▶ _WORK INSTRUCTIONS_:
a. In the review, what principal reason is given for earlier Stratford revivals of All's Well That Ends Well?
b. Resume the review of the All's Well That Ends Well production after its last sentence.

FIVE STARS

 

The general critical view that All’s Well That Ends Well is a no-good play, which has been boldly challenged in the past by the great Harold Bloom, is now firmly disproved in a cracking new production from the Royal Shakespeare Company.

A principal reason for previous revivals at Stratford has been the opportunity to cast some grande dame of the stage (Edith Evans and Peggy Ashcroft, for instance) in the role of the play’s placid matriarch, the Countess of Rosillion. The last of these was Judi Dench at the Swan Theatre ten years ago. Now the honour falls to Charlotte Cornwell, whose beautifully spoken, nicely nuanced performance — with a touch of naughty sparkle in her dealing with her domestics — is not the least delight of Nancy Meckler’s modern-dress production.

▶ _SOURCE DATA_:
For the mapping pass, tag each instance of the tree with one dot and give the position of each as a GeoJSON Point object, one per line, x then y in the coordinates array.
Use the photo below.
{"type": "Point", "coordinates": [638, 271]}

▶ _EXERCISE ANSWERS_:
a. A principal reason was the chance to cast a grande dame of the stage, such as Edith Evans or Peggy Ashcroft, as the play's placid matriarch, the Countess of Rosillion. The last to play the role there was Judi Dench, at the Swan Theatre ten years earlier.

b.
On view, in fact, are a glittering array of top-class performances, including that of former Cherwell School pupil Alex Waldmann as the principal character, Bertram. The son of the Countess, this champagne-swilling party animal — “think Prince Harry,” Alex advised in a recent Oxford Times interview — is the secret passion of her adopted daughter Helena (Joanna Horton). When she uses her medical skills to cure the King of France of a distressing long-term ailment, the delighted monarch (excellent Greg Hicks, cartwheeling in his glee) rewards her with Bertram’s hand in marriage — to the lad’s obvious fury.

Shirking any marital duties, he heads for the wars in Italy in the company of his devoted lieutenant Parolles. How devoted becomes apparent in the covert homosexual attraction he displays towards his master. In a delicious comic turn from Jonathan Slinger we are shown a compelling picture of a cad and a coward whose upper-class drawl and absurd moustache are revealed in the end to be equally sham.

Following his hilarious exposure — by a group of colleagues led by the Lords Dumaine (Mark Holgate and Chris Jared) — he maintains a dignity in his fall (“But I will eat and drink and sleep as soft/As captain shall”). In this (as the aforementioned Harold Bloom observed) he remains the “emblem of the rancidity that underlies [the play’s] courtly surfaces”.

Parolles is also very funny, like so much else in this riveting production. And even if it doesn’t end well for him — or for Bertram — it certainly does for members of the audience. A big hit.